____ Source document

Biomedical physiology and kinesiology professor Max Donelan and grad student Heather More led the study, published online in the Proceedings of the Royal Society B on June 30.

They found that land mammals’ nervous systems conduct information at a maximum speed relatively constant regardless of the animal’s size. That helps explain why larger animals such as elephants are slow and awkward, while mice are quick and agile.

"The size of an animal’s nerve is dependent on the number and diameter of nerve fibres it contains," says Donelan. "The speed at which each nerve fibre can conduct signals depends on its diameter, with larger-diameter fibres able to transmit information faster.

"If a nerve has more fibres, the animal can have a higher density of sensory receptors to respond to its environment more precisely. But since nerves cannot be infinitely large there is a compromise necessary between the number and size of fibres in a nerve."

Explains More: "Larger animals experience much longer delays in sensing stimuli and initiating movement. As body size increases, animals must trade off the ability to conduct information quickly with the ability to precisely sense and respond to the environment."

Since large animals cannot speed up their nerve impulses, they must slow down their movements to compensate for the delayed transfer of information. This is further evidence, notes Donelan, that dinosaurs could not have been both large and nimble.

"We think larger animals need to think ahead and predict any changes that will occur so they have time to adapt their movements accordingly," says Donelan. "That’s what we want to study next."

________

* What is expected *
Answer these questions about the article on nerve speed in land mammals:
(a) In what journal was the study published online, and on what date?
(b) What determines how fast a single nerve fiber can conduct signals?
(c) According to Donelan, what could dinosaurs not have been at the same time?
The records that come next are separate material and are unrelated to the article above.

____ Given records

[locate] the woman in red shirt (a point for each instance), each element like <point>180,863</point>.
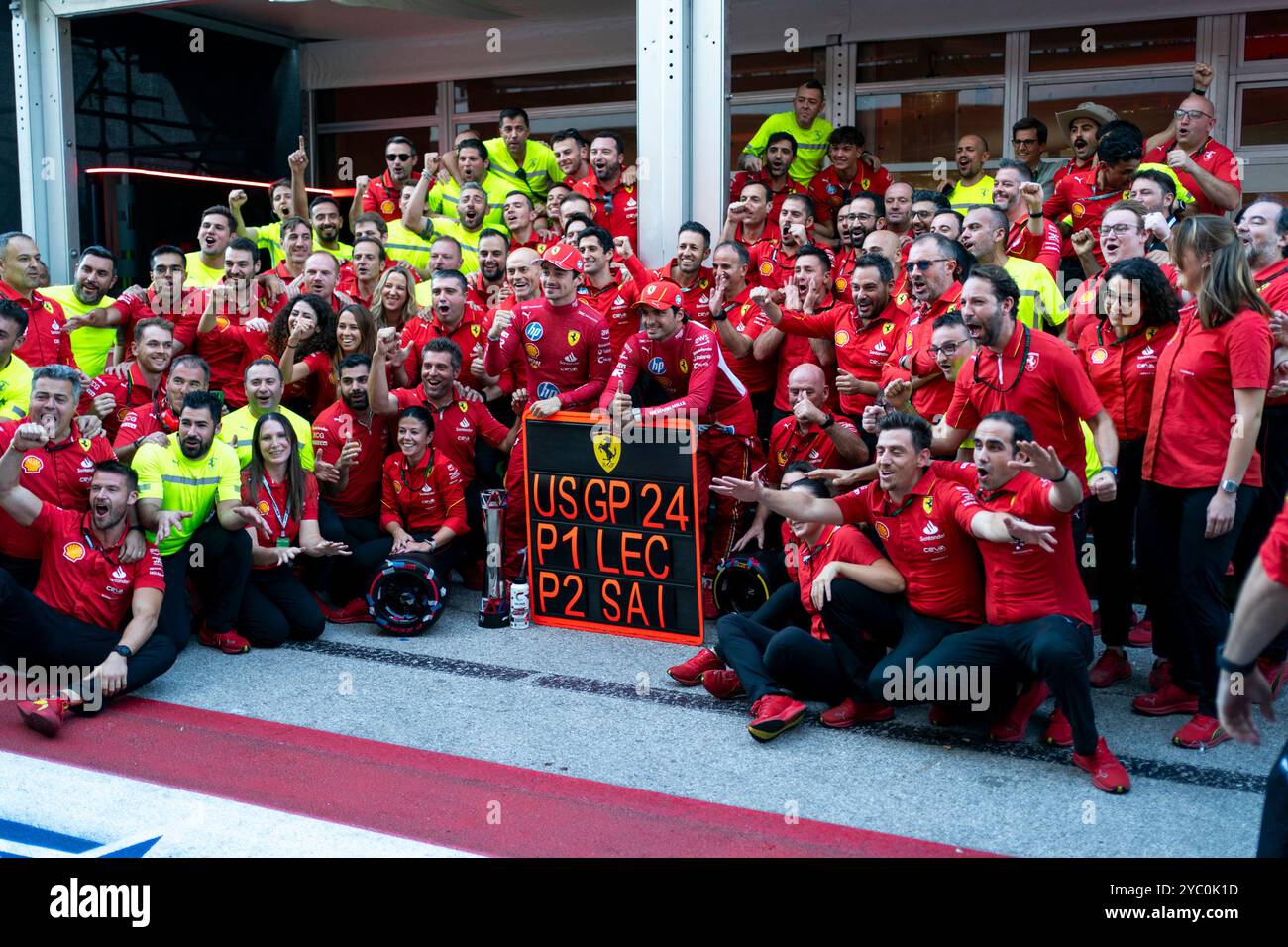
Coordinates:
<point>394,303</point>
<point>355,333</point>
<point>1120,352</point>
<point>301,333</point>
<point>421,508</point>
<point>275,605</point>
<point>1201,468</point>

________

* Answer to this exercise *
(a) The Proceedings of the Royal Society B, on June 30.
(b) Its diameter. Larger-diameter fibers transmit information faster.
(c) Both large and nimble.